AIM — Quote the whole listing verbatim.

DATA EXTRACT —
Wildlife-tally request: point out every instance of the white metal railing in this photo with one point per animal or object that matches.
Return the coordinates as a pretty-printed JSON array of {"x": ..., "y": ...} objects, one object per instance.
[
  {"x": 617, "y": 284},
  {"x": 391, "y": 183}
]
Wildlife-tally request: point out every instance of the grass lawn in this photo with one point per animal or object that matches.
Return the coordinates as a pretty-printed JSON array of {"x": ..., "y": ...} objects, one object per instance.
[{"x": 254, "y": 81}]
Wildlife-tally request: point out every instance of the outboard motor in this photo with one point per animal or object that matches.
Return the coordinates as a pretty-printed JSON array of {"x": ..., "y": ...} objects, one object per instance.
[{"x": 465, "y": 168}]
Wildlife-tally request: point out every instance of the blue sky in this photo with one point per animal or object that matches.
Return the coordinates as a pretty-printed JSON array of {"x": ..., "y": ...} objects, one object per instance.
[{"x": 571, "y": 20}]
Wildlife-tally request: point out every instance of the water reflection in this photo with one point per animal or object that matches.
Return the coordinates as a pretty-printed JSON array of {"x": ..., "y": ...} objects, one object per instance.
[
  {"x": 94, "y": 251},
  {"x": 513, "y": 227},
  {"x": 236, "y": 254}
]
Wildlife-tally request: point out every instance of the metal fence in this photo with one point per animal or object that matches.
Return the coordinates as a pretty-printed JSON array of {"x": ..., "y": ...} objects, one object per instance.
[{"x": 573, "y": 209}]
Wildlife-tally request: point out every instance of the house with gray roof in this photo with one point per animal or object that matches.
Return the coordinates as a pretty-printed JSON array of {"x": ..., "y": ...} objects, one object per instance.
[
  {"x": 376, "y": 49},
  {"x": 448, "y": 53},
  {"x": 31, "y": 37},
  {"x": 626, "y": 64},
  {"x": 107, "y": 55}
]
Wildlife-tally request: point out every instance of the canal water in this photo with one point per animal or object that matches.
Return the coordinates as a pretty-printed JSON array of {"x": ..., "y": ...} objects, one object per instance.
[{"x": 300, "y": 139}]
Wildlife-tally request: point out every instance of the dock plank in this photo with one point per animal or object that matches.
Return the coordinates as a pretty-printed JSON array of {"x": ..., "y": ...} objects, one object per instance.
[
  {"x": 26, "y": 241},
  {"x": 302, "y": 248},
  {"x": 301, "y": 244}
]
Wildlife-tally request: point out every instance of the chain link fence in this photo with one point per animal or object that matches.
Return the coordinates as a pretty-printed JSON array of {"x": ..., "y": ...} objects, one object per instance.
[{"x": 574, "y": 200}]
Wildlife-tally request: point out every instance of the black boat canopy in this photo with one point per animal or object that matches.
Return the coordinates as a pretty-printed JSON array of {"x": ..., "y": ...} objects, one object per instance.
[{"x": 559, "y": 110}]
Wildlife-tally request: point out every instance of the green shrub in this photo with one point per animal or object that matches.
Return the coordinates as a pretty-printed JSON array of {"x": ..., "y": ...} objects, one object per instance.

RESULT OF THE EXERCISE —
Wildlife-tally request: point out every instance of the white metal railing in this photo with one point per animal or object that matches.
Return the coordinates as a pretty-printed JSON array of {"x": ..., "y": ...} objects, one object per instance.
[
  {"x": 617, "y": 284},
  {"x": 391, "y": 183}
]
Wildlife-tally request: point out every instance of the grass lawn in this photo with one point per animal or object that matches.
Return the coordinates as a pretty-printed JSON array of {"x": ..., "y": ...} objects, one object per instance.
[{"x": 254, "y": 81}]
Wildlife-tally request: point out every instance of the outboard motor in this photo with one point per animal or object that matches.
Return the coordinates as a pretty-printed JSON array of {"x": ..., "y": ...} objects, one object per instance.
[{"x": 465, "y": 168}]
Wildlife-tally request: point out every instance of the blue sky in this photo with one point per animal or object that matches.
Return the coordinates as a pretty-printed JSON array of {"x": ..., "y": ...} objects, one object per instance.
[{"x": 571, "y": 20}]
Wildlife-tally request: point out every instance of the water reflection in this photo with one point per animal or object that matches.
Return the coordinates as a pretty-printed JSON array of {"x": ..., "y": ...} objects, one object per instance.
[
  {"x": 94, "y": 251},
  {"x": 513, "y": 227},
  {"x": 236, "y": 254}
]
Wildlife-tally request: point out every instance of the metal fence in this photo with one point per animal or object that matches.
Return the coordinates as a pretty-printed JSON array of {"x": ..., "y": ...} objects, one object per instance.
[{"x": 573, "y": 209}]
Wildlife-tally request: point out every instance of the house with gray roof in this photo with one point per animal or object that matches.
Return the coordinates as a pretty-printed JSON array of {"x": ..., "y": ...} objects, one object per instance.
[
  {"x": 376, "y": 49},
  {"x": 448, "y": 53},
  {"x": 31, "y": 37},
  {"x": 626, "y": 64},
  {"x": 107, "y": 55}
]
Wildlife-tally request: point out every instance of the canal water in this photo with one point per animal or object that matches.
Return the coordinates as a pretty-printed JSON array of {"x": ..., "y": ...} objects, one object per instance.
[{"x": 300, "y": 139}]
Wildlife-tally request: point out every instance of the dock plank in this photo with one point per animal or object that matches.
Return the coordinates as a pretty-printed JSON array of {"x": ..., "y": ...} objects, one object per instance.
[
  {"x": 26, "y": 241},
  {"x": 302, "y": 248},
  {"x": 301, "y": 244}
]
Wildlife-tally request: point out every instance of the chain link fence in this photo with one point per animal or object that matches.
Return the coordinates as a pretty-printed JSON array of {"x": ..., "y": ...} objects, one object per instance.
[{"x": 574, "y": 200}]
Wildlife-tally request: point out every instance of the black boat canopy in this photo with one point per animal or object that matches.
Return the coordinates as a pretty-printed JSON array of {"x": ..., "y": ...} objects, one object per instance.
[{"x": 559, "y": 110}]
Wildlife-tally request: point out every instance of the green shrub in this photo with one point per animal or object that matches.
Return the coordinates as a pretty-printed JSON array of {"x": ..., "y": ...} objects, one object per instance.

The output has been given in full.